— Start Data to use —

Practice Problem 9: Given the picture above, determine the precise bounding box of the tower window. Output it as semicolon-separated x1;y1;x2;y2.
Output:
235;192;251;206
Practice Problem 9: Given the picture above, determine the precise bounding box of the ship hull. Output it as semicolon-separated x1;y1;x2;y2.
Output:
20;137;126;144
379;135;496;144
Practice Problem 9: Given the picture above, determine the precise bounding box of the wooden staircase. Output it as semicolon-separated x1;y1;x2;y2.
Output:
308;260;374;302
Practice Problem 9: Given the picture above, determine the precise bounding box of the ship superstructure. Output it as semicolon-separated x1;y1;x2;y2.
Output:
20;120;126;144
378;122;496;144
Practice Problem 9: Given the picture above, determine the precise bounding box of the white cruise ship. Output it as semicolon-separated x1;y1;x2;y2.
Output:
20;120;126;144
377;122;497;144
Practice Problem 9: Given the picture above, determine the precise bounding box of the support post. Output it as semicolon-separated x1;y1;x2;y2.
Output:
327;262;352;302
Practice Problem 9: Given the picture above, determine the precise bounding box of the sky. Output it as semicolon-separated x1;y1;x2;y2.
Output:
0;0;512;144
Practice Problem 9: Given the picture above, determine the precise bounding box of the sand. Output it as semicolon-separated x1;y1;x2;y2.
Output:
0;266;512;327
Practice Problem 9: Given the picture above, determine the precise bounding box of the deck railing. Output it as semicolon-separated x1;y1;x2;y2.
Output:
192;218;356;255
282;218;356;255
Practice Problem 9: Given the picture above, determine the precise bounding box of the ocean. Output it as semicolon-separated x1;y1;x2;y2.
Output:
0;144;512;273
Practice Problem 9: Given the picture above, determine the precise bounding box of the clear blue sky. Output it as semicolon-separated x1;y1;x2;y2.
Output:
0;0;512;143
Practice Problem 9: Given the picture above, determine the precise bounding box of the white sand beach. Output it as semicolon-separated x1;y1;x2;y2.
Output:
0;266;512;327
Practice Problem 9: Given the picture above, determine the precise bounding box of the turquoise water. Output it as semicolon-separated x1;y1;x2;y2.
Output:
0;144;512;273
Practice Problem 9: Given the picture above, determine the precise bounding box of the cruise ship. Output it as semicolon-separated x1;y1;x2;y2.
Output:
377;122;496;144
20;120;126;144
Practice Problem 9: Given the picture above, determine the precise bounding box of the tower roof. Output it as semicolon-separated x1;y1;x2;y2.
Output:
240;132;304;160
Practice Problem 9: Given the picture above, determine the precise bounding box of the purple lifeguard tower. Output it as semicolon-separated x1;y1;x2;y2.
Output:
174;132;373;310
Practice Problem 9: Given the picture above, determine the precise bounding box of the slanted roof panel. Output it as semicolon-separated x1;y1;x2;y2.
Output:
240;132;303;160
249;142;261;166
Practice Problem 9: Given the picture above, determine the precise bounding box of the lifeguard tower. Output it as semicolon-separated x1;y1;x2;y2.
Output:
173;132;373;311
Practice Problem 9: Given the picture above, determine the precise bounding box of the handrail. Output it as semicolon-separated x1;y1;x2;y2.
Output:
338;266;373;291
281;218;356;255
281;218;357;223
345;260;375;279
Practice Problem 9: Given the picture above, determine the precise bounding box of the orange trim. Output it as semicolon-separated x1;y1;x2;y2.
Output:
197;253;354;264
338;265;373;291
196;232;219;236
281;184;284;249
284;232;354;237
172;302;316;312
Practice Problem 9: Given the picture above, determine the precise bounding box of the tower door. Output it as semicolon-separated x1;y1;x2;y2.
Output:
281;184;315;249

— End Data to use —

§ **Task instructions**
Put every line of the entries above into a JSON list of strings, one string per line, and leave out blank lines.

§ **Solved problem**
[
  "Practice Problem 9: Given the picture above, determine the precise bounding box of the tower window. Output it as semicolon-separated x1;y1;x2;y2.",
  "Output:",
  "235;192;251;206",
  "Practice Problem 9: Given the picture above, determine the precise bounding box of the ship hull. Output it as semicolon-separated x1;y1;x2;y2.",
  "Output:",
  "20;137;126;144",
  "379;135;496;144",
  "Practice Problem 9: Given the picture above, determine the precise bounding box of the wooden staircase. Output it as semicolon-separated x1;y1;x2;y2.",
  "Output:",
  "308;260;374;302",
  "Practice Problem 9: Given the picture above, determine the precise bounding box of the ship superstructure. Output it as semicolon-separated x1;y1;x2;y2.",
  "Output:",
  "20;120;126;144",
  "378;122;496;144",
  "Practice Problem 9: Given the picture above, determine the precise bounding box of the white cruise ship. Output it as semicolon-separated x1;y1;x2;y2.",
  "Output:",
  "20;120;126;144",
  "377;122;497;144",
  "Practice Problem 9: Given the picture above, determine the precise bounding box of the support post. Output it as semicolon-separated x1;y1;x2;y2.",
  "Output:",
  "327;262;352;302",
  "Practice Problem 9: Given the picture above, determine the precise bounding box of the sky. Output it as semicolon-separated x1;y1;x2;y2.",
  "Output:",
  "0;0;512;144",
  "Practice Problem 9: Given the picture above, determine the precise bounding box of the sand. Output it as semicolon-separated x1;y1;x2;y2.",
  "Output:",
  "0;266;512;327",
  "Practice Problem 9: Given the picture above, determine the precise bounding box of the deck railing. Output it as semicolon-separated x1;y1;x2;y2.",
  "Output:",
  "192;218;356;255",
  "282;218;356;255",
  "Practice Problem 9: Given the picture above, determine the precise bounding box of the ocean. Output it as semicolon-separated x1;y1;x2;y2.",
  "Output:",
  "0;144;512;273",
  "Practice Problem 9: Given the picture above, determine the precise bounding box of the clear blue sky. Output it as semicolon-separated x1;y1;x2;y2.",
  "Output:",
  "0;0;512;143",
  "Practice Problem 9: Given the picture above, determine the precise bounding box of the white sand beach. Output it as semicolon-separated x1;y1;x2;y2.",
  "Output:",
  "0;266;512;327",
  "Practice Problem 9: Given the picture above, determine the precise bounding box of the turquoise water. Output it as semicolon-separated x1;y1;x2;y2.",
  "Output:",
  "0;144;512;273",
  "Practice Problem 9: Given the picture above, determine the precise bounding box of the cruise ship. Output it as semicolon-separated x1;y1;x2;y2.",
  "Output:",
  "377;122;496;144",
  "20;120;126;144",
  "Practice Problem 9: Given the picture above, determine the precise bounding box of the tower roof. Output it as semicolon-separated x1;y1;x2;y2.",
  "Output:",
  "240;132;304;160",
  "Practice Problem 9: Given the picture above, determine the precise bounding box of the purple lifeguard tower. Output it as semicolon-separated x1;y1;x2;y2.",
  "Output:",
  "174;132;373;310",
  "Practice Problem 9: Given the picture above, determine the precise bounding box of the slanted roof panel. Output it as semicolon-separated x1;y1;x2;y2.",
  "Output:",
  "240;132;303;160",
  "249;142;261;166",
  "Practice Problem 9: Given the picture above, determine the precise bounding box of the lifeguard tower. Output it as semicolon-separated x1;y1;x2;y2.",
  "Output:",
  "173;132;373;311",
  "Practice Problem 9: Given the picture above, determine the precise bounding box of the handrail. Output it as semicolon-separated x1;y1;x2;y2.",
  "Output:",
  "338;266;373;291",
  "281;218;356;255",
  "281;218;357;223",
  "345;260;375;279",
  "Practice Problem 9: Given the picture above, determine the precise bounding box of the orange trim. Output it as semicolon-separated x1;y1;x2;y2.",
  "Output:",
  "197;253;354;264",
  "338;265;373;291",
  "196;232;219;236",
  "281;184;284;249",
  "284;232;354;237",
  "172;302;316;312",
  "Practice Problem 9: Given the picture above, determine the precise bounding box of the tower door. Output it as semicolon-separated x1;y1;x2;y2.",
  "Output:",
  "281;184;315;249"
]